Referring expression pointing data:
══════
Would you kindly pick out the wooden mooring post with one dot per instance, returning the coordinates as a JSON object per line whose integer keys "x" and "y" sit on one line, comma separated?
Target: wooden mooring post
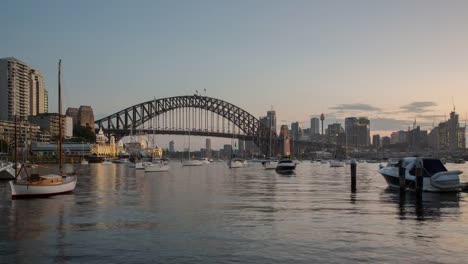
{"x": 402, "y": 177}
{"x": 353, "y": 175}
{"x": 419, "y": 178}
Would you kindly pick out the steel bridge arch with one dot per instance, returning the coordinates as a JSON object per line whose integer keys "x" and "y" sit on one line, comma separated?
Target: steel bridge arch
{"x": 136, "y": 115}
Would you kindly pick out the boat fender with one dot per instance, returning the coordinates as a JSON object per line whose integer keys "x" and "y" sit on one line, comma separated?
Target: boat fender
{"x": 442, "y": 174}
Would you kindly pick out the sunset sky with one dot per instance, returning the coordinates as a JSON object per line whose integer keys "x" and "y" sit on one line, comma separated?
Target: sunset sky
{"x": 393, "y": 61}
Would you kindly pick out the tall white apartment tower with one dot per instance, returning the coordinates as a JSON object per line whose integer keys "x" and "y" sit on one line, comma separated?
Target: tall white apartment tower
{"x": 22, "y": 90}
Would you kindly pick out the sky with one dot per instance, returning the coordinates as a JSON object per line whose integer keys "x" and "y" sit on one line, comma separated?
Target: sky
{"x": 392, "y": 61}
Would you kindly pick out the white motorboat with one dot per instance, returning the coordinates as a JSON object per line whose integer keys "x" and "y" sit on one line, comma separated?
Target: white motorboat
{"x": 436, "y": 178}
{"x": 140, "y": 165}
{"x": 270, "y": 164}
{"x": 191, "y": 162}
{"x": 121, "y": 160}
{"x": 44, "y": 185}
{"x": 32, "y": 184}
{"x": 7, "y": 172}
{"x": 336, "y": 163}
{"x": 285, "y": 166}
{"x": 157, "y": 166}
{"x": 235, "y": 163}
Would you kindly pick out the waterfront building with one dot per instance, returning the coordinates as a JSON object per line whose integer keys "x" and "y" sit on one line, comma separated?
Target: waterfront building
{"x": 376, "y": 141}
{"x": 333, "y": 133}
{"x": 208, "y": 147}
{"x": 50, "y": 122}
{"x": 22, "y": 90}
{"x": 86, "y": 116}
{"x": 314, "y": 126}
{"x": 385, "y": 141}
{"x": 417, "y": 138}
{"x": 271, "y": 119}
{"x": 448, "y": 136}
{"x": 26, "y": 131}
{"x": 171, "y": 146}
{"x": 296, "y": 131}
{"x": 104, "y": 149}
{"x": 357, "y": 131}
{"x": 284, "y": 137}
{"x": 73, "y": 113}
{"x": 69, "y": 149}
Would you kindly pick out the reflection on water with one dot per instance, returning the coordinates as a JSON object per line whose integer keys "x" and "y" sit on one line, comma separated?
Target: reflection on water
{"x": 212, "y": 214}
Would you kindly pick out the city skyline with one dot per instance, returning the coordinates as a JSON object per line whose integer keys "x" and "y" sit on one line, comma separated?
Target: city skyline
{"x": 378, "y": 60}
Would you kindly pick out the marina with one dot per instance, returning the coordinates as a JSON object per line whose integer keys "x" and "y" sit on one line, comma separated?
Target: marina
{"x": 212, "y": 214}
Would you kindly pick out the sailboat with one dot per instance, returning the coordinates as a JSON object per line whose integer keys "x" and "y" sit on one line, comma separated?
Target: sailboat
{"x": 157, "y": 165}
{"x": 234, "y": 162}
{"x": 33, "y": 184}
{"x": 190, "y": 161}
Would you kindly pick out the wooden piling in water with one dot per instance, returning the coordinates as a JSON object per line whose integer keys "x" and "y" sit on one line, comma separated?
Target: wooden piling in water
{"x": 402, "y": 176}
{"x": 353, "y": 175}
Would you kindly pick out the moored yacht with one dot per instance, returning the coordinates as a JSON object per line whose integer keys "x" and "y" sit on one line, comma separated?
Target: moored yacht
{"x": 157, "y": 165}
{"x": 436, "y": 178}
{"x": 270, "y": 164}
{"x": 336, "y": 163}
{"x": 33, "y": 184}
{"x": 235, "y": 163}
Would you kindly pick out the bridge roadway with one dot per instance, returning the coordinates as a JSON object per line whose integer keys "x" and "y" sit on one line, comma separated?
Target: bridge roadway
{"x": 126, "y": 132}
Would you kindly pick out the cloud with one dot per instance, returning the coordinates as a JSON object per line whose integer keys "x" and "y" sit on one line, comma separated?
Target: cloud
{"x": 417, "y": 106}
{"x": 390, "y": 124}
{"x": 355, "y": 107}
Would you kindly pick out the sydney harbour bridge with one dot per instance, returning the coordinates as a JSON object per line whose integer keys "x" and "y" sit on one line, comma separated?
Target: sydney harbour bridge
{"x": 195, "y": 115}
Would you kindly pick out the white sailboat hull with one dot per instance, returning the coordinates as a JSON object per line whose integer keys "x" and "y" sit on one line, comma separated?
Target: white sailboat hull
{"x": 271, "y": 165}
{"x": 235, "y": 164}
{"x": 336, "y": 163}
{"x": 157, "y": 168}
{"x": 23, "y": 190}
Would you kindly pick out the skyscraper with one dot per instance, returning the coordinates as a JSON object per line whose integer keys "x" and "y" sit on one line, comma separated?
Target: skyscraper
{"x": 171, "y": 146}
{"x": 296, "y": 131}
{"x": 357, "y": 131}
{"x": 22, "y": 91}
{"x": 284, "y": 135}
{"x": 271, "y": 119}
{"x": 208, "y": 147}
{"x": 314, "y": 126}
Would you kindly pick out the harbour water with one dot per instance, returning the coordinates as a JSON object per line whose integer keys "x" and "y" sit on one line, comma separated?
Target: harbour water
══════
**Problem to solve:** Please set down, with no changes, the line that contains "Would you kindly pick out the skyscraper" and all the lines after it until the entries end; write nothing besides them.

**Output:**
Would you kindly pick out the skyscraper with one dot per instance, returning the coordinates as a JSON object per line whose integer keys "x" and "y" sit on one line, comma separated?
Target: skyscraper
{"x": 171, "y": 146}
{"x": 296, "y": 131}
{"x": 357, "y": 131}
{"x": 22, "y": 91}
{"x": 284, "y": 135}
{"x": 271, "y": 119}
{"x": 208, "y": 147}
{"x": 314, "y": 126}
Would you kindly pick out the harbour water with one dot per instance, returning the coordinates as a JSON object per line whose integer keys "x" and "y" sit on one line, comma separated?
Target: harbour water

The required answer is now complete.